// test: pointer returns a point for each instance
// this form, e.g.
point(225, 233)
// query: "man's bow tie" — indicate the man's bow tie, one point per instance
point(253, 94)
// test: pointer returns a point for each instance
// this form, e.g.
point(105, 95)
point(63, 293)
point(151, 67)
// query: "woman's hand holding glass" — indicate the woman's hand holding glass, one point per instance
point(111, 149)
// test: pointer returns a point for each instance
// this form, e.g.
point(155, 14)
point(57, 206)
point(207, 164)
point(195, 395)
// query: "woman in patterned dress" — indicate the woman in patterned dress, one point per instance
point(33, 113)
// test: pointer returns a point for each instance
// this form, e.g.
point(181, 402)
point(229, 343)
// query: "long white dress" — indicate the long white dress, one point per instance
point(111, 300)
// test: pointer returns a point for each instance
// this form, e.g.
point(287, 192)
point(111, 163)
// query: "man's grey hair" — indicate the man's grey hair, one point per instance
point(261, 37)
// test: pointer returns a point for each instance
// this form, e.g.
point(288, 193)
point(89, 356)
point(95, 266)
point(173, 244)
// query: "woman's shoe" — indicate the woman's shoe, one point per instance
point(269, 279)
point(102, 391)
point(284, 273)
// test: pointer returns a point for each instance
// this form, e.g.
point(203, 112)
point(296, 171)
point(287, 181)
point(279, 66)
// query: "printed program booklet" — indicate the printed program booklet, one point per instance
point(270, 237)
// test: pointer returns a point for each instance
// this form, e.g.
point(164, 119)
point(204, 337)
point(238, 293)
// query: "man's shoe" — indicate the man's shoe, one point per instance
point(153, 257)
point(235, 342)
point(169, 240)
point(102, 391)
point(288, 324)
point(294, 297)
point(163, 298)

......

*Aim of the exercise*
Give back the complete material, keeping every word exactly as written.

*Result of this task*
// test: pointer returns a point for each instance
// this form, e.g.
point(225, 233)
// query: "man's bow tie" — indicate the man's bow tie, one point per instance
point(253, 94)
// test: pointer returns a point for each instance
// this form, e.g.
point(105, 95)
point(63, 293)
point(151, 67)
// query: "woman's hand holding glass" — indicate the woman's hand holding glass, one point per instance
point(111, 149)
// test: pointer returns a point for each instance
// this form, e.g.
point(155, 14)
point(57, 206)
point(207, 164)
point(195, 395)
// query: "woman in patterned dress" — indicate the woman in patterned dress, one point per instance
point(33, 113)
// test: pointer returns a point for each instance
// this form, e.g.
point(181, 402)
point(229, 343)
// query: "long white dress" — indicate the long white dress, one point per instance
point(111, 300)
// test: pointer returns a point for each instance
// this form, e.g.
point(287, 192)
point(111, 163)
// query: "man's grey hair" — indicate the man's grey hair, one point per instance
point(261, 37)
// test: pointer returns a point for each instance
// this form, e.g.
point(288, 193)
point(89, 356)
point(95, 266)
point(173, 244)
// query: "woman's shoe" — indicate the woman's shoe, one point per instance
point(269, 279)
point(102, 391)
point(284, 273)
// test: pointer returns a point for each instance
// this form, e.g.
point(203, 112)
point(296, 171)
point(287, 181)
point(279, 66)
// query: "printed program booklet" — indicate the printed program booklet, one point per instance
point(270, 237)
// test: pointer returns a point for each instance
// this form, e.g.
point(164, 119)
point(204, 337)
point(238, 293)
// query: "man's shoe" — indicate the man's shoe, one point per instance
point(153, 257)
point(235, 342)
point(169, 240)
point(102, 391)
point(288, 324)
point(294, 297)
point(163, 298)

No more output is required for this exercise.